#### Aim
Can you rewrite these rows with "top-left corner" changed to "upper-left corner" and everything else left the same?

#### Information shown
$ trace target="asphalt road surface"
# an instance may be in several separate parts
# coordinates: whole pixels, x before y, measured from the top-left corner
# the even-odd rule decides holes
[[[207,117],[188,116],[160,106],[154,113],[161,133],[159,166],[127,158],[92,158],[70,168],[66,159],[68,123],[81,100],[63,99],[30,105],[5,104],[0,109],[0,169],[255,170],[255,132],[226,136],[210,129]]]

#### The output
$ trace target="asphalt road surface"
# an instance may be in several separate parts
# coordinates: whole pixels, x before y, measured from the upper-left corner
# the even-odd rule decides holes
[[[207,117],[188,116],[160,106],[154,113],[161,133],[159,166],[127,158],[92,158],[70,168],[66,159],[68,123],[81,100],[63,99],[30,105],[5,104],[0,109],[0,169],[255,170],[255,132],[226,136],[210,129]]]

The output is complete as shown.